▶ _AUFGABEN ZUR ÜBUNG_:
• 1. Zähle alle magischen Taten Anastasias auf, die der Text über die Anastasia-Bücher im Absatz nennt, der mit „An vielen Stellen des Buches“ beginnt.
• 2. Setze den Text über die Anastasia-Bücher nach seinem letzten Satz mit einem weiteren Absatz fort.

▶ _AUSGANGSTEXT_:
▼

Anastasia


Die Faszination die von den Anastasia Büchern des Schriftstellers Wladimir Megre ausgeht, liegt vermutlich in dem Versprechen unbegrenzter Macht, welches an vielen Stellen der Bücher sichtbar wird. Unbegrenzte Macht und unbegrenztes Wissen werden demjenigen zuteil, der oder die in völligem Einklang mit der Welt lebt und in völliger „Reinheit“ – das ist die Kernaussage dieser Bücher. Worin diese Reinheit unter anderem besteht, darüber lässt Megre, zum Beispiel im neunten Kapitel des ersten Bandes, keinen Zweifel aufkommen. In diesem Kapitel erklärt Anastasia, dass Sex ausschließlich zum Zeugen von Kindern gedacht ist und dass die Menschen von „dunklen Mächten“ zu sexueller Lust um der Lust willen verführt werden. Solche Ideen vergiften seit Jahrtausenden unsere Zivilisation und haben uns dorthin gebracht wo wir jetzt stehen. Diejenigen, die Menschen dazu bringen sich selbst zu verleugnen und ihre Bedürfnisse zu unterdrücken oder sich andernfalls schuldig und sündig zu fühlen, sind möglicherweise die wahren dunklen Mächte.

An vielen Stellen des Buches geht es um die magischen Fähigkeiten Anastasias: sie bietet Wladimir mitten in der Taiga eine Zirkusshow mit den Tieren des Waldes, die ganz bereitwillig ihren Anweisungen folgen; mit Hilfe ihres „magischen Strahls“ manipuliert sie alle und alles um sich herum, inklusive der Gedanken anderer, weit entfernter Menschen, und sie heilt sie ganz ungefragt von ihren Krankheiten. Natürlich geschieht all das zum Besten aller – was aufgrund ihrer „Reinheit“ ja kein Problem ist.

▲

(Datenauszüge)
▼

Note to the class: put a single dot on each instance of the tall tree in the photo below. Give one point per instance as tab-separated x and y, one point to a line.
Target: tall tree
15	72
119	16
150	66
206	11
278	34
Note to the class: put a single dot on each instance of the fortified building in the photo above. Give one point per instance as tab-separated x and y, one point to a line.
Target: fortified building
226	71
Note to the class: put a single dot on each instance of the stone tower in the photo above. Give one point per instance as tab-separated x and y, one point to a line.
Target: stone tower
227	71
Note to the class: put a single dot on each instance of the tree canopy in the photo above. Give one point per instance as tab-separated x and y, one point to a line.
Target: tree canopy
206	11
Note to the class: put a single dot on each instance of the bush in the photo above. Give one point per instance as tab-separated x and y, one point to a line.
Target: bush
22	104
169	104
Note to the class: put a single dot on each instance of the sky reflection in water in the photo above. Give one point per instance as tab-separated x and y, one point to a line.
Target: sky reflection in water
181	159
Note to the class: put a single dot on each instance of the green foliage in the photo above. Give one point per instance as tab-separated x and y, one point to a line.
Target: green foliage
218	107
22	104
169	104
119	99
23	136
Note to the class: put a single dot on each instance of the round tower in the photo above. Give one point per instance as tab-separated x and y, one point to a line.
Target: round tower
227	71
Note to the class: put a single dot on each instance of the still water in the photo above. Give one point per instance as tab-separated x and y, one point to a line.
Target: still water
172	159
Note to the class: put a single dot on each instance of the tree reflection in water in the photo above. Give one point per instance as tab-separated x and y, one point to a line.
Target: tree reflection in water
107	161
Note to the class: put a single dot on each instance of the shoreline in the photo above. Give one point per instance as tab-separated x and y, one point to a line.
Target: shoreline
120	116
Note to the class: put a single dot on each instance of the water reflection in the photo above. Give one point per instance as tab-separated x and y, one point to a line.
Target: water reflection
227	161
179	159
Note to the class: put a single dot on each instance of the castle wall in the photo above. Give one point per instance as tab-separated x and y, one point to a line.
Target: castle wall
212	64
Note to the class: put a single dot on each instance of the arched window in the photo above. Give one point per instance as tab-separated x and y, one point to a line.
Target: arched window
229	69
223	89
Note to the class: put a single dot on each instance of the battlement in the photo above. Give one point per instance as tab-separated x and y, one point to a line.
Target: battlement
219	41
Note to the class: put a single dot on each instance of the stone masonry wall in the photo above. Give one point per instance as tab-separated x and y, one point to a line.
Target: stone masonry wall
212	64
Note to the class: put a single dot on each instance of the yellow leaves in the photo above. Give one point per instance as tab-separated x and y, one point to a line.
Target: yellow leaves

▲

▶ _LÖSUNGEN_:
• 1. Anastasia bietet Wladimir mitten in der Taiga eine Zirkusshow mit den Tieren des Waldes, die ihren Anweisungen bereitwillig folgen. Mit Hilfe ihres „magischen Strahls“ manipuliert sie alle und alles um sich herum, auch die Gedanken anderer, weit entfernter Menschen. Außerdem heilt sie Menschen ungefragt von ihren Krankheiten.

• 2.
Wie alle anderen Überlegenheitsideologien kommen auch die Anastasiabücher nicht ohne eine Herabsetzung anderer Menschen aus. Eine der Geschichten im ersten Band handelt davon, dass Anastasia sich nicht um Kleidung, Wohnung oder Nahrung kümmern muss, wie alle anderen Menschen auf der Welt es seit Urzeiten getan haben. Ihre Nahrung wird ihr von den Eichhörnchen gebracht! Die Schlussfolgerung daraus sucht an Unverschämtheit ihresgleichen: „… Menschen müssen sich um eine Bleibe und Nahrung kümmern. Die Natur hilft ihnen nicht in dem Maße, wie das bei Anastasia der Fall ist. Sogar Volksstämme, die fern von aller Zivilisation leben, haben nicht so engen Kontakt mit der Natur wie Anastasia. Ihrer Meinung nach sind diese Menschen in ihren Gedanken nicht rein genug, und die Natur und die Tiere spüren das genau.“, so die letzten Sätze des sechsten Kapitels.

Dass Menschen die sich ohnmächtig fühlen, angesichts des Zustandes unserer Welt, dieser Ohnmacht entkommen wollen, ist leicht zu verstehen. Das der Ausweg aus den Problemen unserer Welt nicht über die Ideen der Anastasiabücher führt allerdings auch.